╭─ Task inputs

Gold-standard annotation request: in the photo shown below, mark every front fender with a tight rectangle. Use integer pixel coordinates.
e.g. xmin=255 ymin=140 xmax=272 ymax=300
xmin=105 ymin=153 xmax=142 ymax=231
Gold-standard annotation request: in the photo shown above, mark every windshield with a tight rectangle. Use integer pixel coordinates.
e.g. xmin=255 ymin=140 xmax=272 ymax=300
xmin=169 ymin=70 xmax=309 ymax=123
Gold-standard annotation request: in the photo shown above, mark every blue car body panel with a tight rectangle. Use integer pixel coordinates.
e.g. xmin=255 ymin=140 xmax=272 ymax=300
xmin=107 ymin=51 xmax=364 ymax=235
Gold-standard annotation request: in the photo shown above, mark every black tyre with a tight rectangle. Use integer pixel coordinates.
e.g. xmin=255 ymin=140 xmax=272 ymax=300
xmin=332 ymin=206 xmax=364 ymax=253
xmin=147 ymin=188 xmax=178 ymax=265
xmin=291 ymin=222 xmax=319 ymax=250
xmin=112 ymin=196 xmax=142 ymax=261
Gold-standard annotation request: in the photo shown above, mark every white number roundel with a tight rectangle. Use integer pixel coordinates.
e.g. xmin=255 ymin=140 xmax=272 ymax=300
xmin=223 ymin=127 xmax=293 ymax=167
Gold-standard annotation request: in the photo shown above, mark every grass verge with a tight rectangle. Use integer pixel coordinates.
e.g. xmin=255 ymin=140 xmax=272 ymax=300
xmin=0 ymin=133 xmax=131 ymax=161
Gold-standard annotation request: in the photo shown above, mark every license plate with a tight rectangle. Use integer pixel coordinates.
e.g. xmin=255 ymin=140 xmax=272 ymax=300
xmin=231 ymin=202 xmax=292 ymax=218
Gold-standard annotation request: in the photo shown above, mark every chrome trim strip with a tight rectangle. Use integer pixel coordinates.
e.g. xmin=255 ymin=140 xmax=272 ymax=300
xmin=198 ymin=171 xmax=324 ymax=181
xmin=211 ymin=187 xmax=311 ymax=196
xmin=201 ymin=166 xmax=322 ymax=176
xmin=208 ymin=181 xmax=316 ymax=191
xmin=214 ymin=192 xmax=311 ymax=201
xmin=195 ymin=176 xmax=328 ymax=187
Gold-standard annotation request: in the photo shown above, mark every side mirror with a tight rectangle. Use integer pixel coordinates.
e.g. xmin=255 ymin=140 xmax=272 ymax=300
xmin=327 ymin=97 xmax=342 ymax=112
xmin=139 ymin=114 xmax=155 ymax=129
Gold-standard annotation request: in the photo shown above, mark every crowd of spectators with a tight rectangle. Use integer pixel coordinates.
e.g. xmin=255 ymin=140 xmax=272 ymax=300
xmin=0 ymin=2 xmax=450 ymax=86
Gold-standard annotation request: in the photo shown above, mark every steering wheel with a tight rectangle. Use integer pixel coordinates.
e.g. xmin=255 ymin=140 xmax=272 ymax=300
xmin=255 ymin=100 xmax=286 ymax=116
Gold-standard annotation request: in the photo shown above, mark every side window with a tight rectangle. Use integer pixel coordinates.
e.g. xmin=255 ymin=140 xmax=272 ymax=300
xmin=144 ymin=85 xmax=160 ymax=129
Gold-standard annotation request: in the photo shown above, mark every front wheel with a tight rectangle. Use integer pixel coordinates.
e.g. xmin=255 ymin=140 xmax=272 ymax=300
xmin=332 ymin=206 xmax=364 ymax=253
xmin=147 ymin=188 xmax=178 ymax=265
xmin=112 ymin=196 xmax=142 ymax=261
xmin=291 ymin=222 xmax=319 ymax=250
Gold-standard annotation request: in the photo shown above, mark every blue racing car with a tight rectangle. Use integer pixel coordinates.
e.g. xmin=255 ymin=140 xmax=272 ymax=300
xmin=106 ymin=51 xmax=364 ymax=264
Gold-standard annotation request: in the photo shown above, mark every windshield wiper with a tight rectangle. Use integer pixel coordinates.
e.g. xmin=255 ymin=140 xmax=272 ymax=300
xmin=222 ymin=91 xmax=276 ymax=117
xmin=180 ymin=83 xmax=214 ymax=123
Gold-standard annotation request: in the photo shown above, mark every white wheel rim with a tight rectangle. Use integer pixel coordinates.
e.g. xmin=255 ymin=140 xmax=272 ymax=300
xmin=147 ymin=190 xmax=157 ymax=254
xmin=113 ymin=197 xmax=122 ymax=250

╰─

### Task prompt
Count the lines in the data above that contain the word "blue", and reply with the number alone.

### Worked solution
2